Source document
We consider all short-term investments with an original maturity of three months or less to be cash equivalents. We had no cash equivalents at December 31, 2018 and 2017, and March 31, 2019 (unaudited).

 

 - 6 - 
   

 

Progressive Health and Rehabilitation Ltd. and

Illinois Spine & Disc Institute Ltd.

Notes to Combined Financial Statements

 

Note 2 – Summary of Significant Accounting Policies, continued

 

Accounts Receivable

 

Accounts receivable primarily consists of amounts due from third-party payers (non-governmental), governmental payers and private pay patients and is recorded net of allowances for doubtful accounts and contractual discounts. Our ability to collect outstanding receivables is critical to our results of operations and cash flows. Accordingly, accounts receivable is recorded at the net amount expected to be received. Our primary collection risks are (i) the risk of overestimation of net revenues at the time of billing that may result in us receiving less than the recorded receivable, (ii) the risk of non-payment as a result of commercial insurance companies’ denial of claims, (iii) the risk that patients will fail to remit insurance payments to us when the commercial insurance company pays out-of-network claims directly to the patient, (iv) resource and capacity constraints that may prevent us from handling the volume of billing and collection issues in a timely manner, (v) the risk that patients do not pay us for their self-pay balances (including co-pays, deductibles and any portion of the claim not covered by insurance) and (vi) the risk of non-payment from uninsured patients.

Directions for this task
Copy the passage of the financial statement notes between "We consider all" and "Disc Institute Ltd.", inclusive, word for word.

Data under study
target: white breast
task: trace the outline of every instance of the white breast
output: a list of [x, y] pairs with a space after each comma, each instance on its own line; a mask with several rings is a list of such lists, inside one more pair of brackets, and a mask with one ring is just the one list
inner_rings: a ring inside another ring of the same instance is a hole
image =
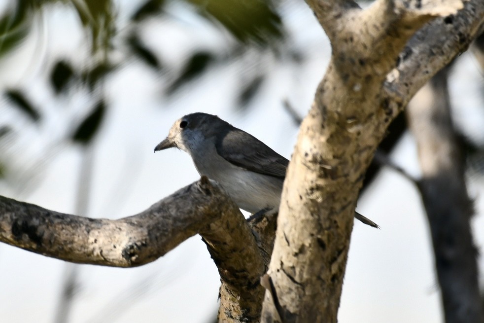
[[248, 212], [278, 210], [282, 179], [235, 166], [220, 156], [214, 146], [205, 148], [190, 152], [201, 176], [217, 181], [239, 207]]

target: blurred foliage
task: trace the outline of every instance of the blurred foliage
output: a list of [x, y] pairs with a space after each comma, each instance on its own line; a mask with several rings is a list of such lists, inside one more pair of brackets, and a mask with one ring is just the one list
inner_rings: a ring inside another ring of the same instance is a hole
[[50, 73], [50, 84], [56, 94], [64, 92], [73, 77], [74, 71], [70, 64], [63, 59], [58, 61]]
[[93, 54], [102, 51], [105, 56], [112, 48], [116, 33], [116, 11], [111, 0], [77, 0], [71, 2], [81, 22], [91, 32]]
[[282, 21], [270, 1], [262, 0], [187, 0], [201, 15], [222, 24], [243, 42], [260, 45], [284, 36]]
[[148, 0], [138, 7], [138, 9], [131, 16], [131, 20], [139, 22], [161, 13], [163, 11], [165, 3], [165, 0]]
[[32, 24], [33, 1], [17, 1], [0, 17], [0, 57], [27, 36]]
[[77, 127], [72, 135], [72, 141], [83, 145], [91, 144], [95, 135], [99, 131], [105, 111], [106, 103], [104, 100], [102, 100]]

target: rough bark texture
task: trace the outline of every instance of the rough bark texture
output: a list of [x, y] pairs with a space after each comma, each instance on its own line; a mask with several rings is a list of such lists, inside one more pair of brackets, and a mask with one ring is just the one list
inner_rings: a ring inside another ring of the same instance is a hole
[[362, 10], [351, 1], [308, 2], [333, 54], [288, 170], [263, 322], [337, 321], [353, 212], [373, 152], [422, 82], [476, 36], [484, 14], [482, 1], [466, 2], [450, 24], [440, 19], [415, 35], [427, 43], [406, 47], [424, 23], [462, 2], [381, 0]]
[[333, 55], [301, 126], [275, 240], [275, 217], [248, 229], [233, 202], [202, 180], [119, 220], [0, 197], [0, 241], [73, 262], [132, 267], [200, 233], [222, 281], [220, 321], [257, 321], [256, 278], [271, 257], [263, 321], [336, 322], [355, 203], [373, 152], [416, 91], [481, 31], [484, 1], [465, 1], [421, 29], [463, 2], [377, 0], [364, 10], [350, 0], [308, 2]]
[[419, 92], [407, 112], [418, 145], [422, 172], [418, 186], [430, 227], [446, 322], [483, 322], [477, 251], [469, 223], [473, 206], [450, 115], [447, 71]]
[[[256, 235], [275, 231], [268, 224], [274, 221], [263, 223], [267, 225], [254, 226]], [[60, 213], [0, 196], [0, 241], [71, 262], [139, 266], [197, 233], [220, 273], [221, 321], [257, 321], [264, 295], [259, 280], [267, 268], [258, 245], [270, 246], [271, 236], [254, 238], [237, 206], [206, 178], [117, 220]]]

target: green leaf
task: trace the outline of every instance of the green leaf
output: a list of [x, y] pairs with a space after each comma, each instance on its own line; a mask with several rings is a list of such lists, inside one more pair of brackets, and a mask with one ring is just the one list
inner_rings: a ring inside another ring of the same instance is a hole
[[99, 130], [105, 111], [106, 104], [104, 100], [101, 100], [74, 132], [71, 138], [72, 141], [82, 144], [89, 144]]
[[20, 90], [7, 90], [5, 92], [5, 96], [14, 106], [34, 122], [37, 122], [40, 119], [40, 114], [37, 109]]
[[116, 34], [115, 10], [112, 0], [77, 0], [71, 2], [82, 25], [91, 31], [91, 51], [105, 54], [112, 47]]
[[0, 57], [20, 44], [30, 30], [32, 19], [28, 2], [18, 1], [14, 8], [0, 17]]

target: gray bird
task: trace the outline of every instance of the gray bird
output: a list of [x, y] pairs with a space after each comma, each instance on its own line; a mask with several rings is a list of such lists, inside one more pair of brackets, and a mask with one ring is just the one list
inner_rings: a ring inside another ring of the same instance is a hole
[[[199, 174], [218, 182], [241, 209], [278, 211], [289, 161], [254, 136], [216, 115], [197, 112], [175, 121], [155, 151], [173, 147], [188, 153]], [[379, 227], [359, 213], [355, 217]]]

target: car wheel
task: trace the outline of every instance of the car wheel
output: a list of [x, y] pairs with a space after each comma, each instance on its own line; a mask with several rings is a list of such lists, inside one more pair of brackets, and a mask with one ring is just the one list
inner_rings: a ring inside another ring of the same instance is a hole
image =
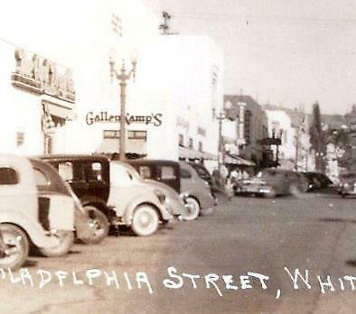
[[201, 213], [201, 206], [198, 201], [191, 197], [185, 199], [185, 211], [182, 215], [184, 220], [194, 220]]
[[86, 223], [90, 228], [90, 233], [89, 236], [80, 237], [80, 240], [87, 245], [98, 244], [108, 236], [109, 227], [108, 217], [94, 206], [84, 206], [84, 209], [88, 219]]
[[151, 236], [159, 226], [158, 213], [151, 205], [141, 205], [136, 208], [131, 223], [131, 229], [136, 236]]
[[39, 249], [41, 254], [46, 257], [60, 257], [65, 255], [73, 245], [73, 231], [59, 230], [53, 236], [58, 237], [60, 245], [54, 247], [41, 247]]
[[0, 224], [0, 232], [6, 246], [0, 258], [0, 267], [16, 270], [23, 264], [29, 254], [27, 235], [20, 227], [10, 224]]

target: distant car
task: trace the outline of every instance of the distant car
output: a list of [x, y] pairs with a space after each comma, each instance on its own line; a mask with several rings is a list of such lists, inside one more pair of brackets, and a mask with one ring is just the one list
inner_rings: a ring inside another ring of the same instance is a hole
[[165, 207], [164, 193], [121, 162], [110, 162], [108, 203], [115, 208], [120, 224], [130, 226], [136, 236], [150, 236], [157, 230], [160, 222], [173, 218]]
[[110, 186], [108, 159], [89, 154], [52, 154], [39, 158], [56, 169], [87, 211], [94, 235], [82, 240], [101, 242], [108, 234], [109, 223], [115, 226], [117, 220], [115, 211], [107, 205]]
[[306, 190], [307, 180], [300, 172], [269, 168], [264, 169], [249, 180], [241, 180], [235, 189], [235, 194], [275, 197]]
[[59, 176], [52, 187], [45, 183], [39, 188], [46, 172], [42, 166], [26, 157], [0, 155], [2, 268], [21, 267], [31, 245], [46, 256], [61, 256], [71, 246], [75, 201], [68, 190], [56, 188], [61, 182]]
[[215, 204], [217, 204], [217, 198], [215, 196], [215, 192], [219, 191], [219, 189], [216, 189], [216, 187], [213, 186], [213, 180], [211, 173], [208, 171], [208, 170], [205, 168], [205, 166], [201, 163], [201, 162], [189, 162], [189, 164], [194, 168], [194, 170], [197, 171], [198, 175], [202, 179], [205, 180], [210, 187], [211, 187], [211, 192], [212, 197], [215, 199]]
[[304, 172], [304, 174], [308, 180], [308, 191], [328, 188], [333, 184], [333, 182], [323, 173]]
[[340, 176], [338, 192], [343, 198], [356, 194], [356, 172], [342, 173]]

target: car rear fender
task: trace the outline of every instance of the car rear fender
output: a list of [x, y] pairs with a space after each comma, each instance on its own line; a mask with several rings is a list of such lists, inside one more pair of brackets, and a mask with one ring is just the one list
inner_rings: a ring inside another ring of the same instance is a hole
[[147, 198], [147, 196], [142, 195], [136, 196], [135, 199], [131, 202], [129, 202], [122, 217], [123, 223], [125, 223], [126, 225], [131, 225], [135, 209], [137, 208], [140, 205], [144, 204], [147, 204], [155, 208], [155, 209], [159, 215], [160, 219], [162, 220], [163, 211], [164, 210], [164, 208], [163, 208], [163, 206], [161, 205], [159, 200], [155, 199], [154, 197]]

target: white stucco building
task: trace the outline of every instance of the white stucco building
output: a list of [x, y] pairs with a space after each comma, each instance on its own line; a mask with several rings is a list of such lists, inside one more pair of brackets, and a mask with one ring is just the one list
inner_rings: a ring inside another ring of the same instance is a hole
[[126, 89], [126, 152], [215, 158], [222, 53], [207, 36], [163, 36], [158, 25], [140, 0], [6, 5], [0, 12], [1, 152], [117, 152], [119, 82], [109, 58], [117, 71], [123, 60], [129, 69], [136, 51], [136, 80]]

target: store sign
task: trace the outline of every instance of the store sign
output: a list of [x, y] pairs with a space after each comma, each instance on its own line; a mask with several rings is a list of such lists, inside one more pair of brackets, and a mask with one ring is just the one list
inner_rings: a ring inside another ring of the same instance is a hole
[[[149, 115], [134, 115], [126, 114], [125, 118], [127, 125], [133, 123], [153, 125], [155, 126], [160, 126], [162, 125], [162, 114], [151, 114]], [[97, 123], [119, 123], [119, 115], [109, 115], [107, 111], [100, 111], [98, 114], [95, 114], [89, 111], [86, 115], [86, 122], [88, 125], [92, 125]]]
[[11, 75], [14, 86], [74, 103], [75, 91], [70, 69], [22, 49], [14, 51], [14, 60], [16, 68]]
[[267, 145], [267, 146], [282, 144], [281, 139], [276, 137], [264, 138], [258, 142], [260, 143], [261, 145]]

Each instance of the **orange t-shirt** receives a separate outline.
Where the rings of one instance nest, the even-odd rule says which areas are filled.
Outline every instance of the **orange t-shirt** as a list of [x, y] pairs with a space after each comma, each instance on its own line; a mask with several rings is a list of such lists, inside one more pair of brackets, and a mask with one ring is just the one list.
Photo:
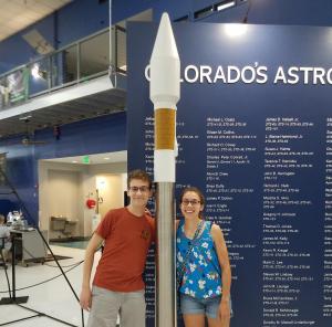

Answer area
We consider all short-term investments with an original maturity of three months or less to be cash equivalents. We had no cash equivalents at December 31, 2018 and 2017, and March 31, 2019 (unaudited).

 

 - 6 - 
   

 

Progressive Health and Rehabilitation Ltd. and

Illinois Spine & Disc Institute Ltd.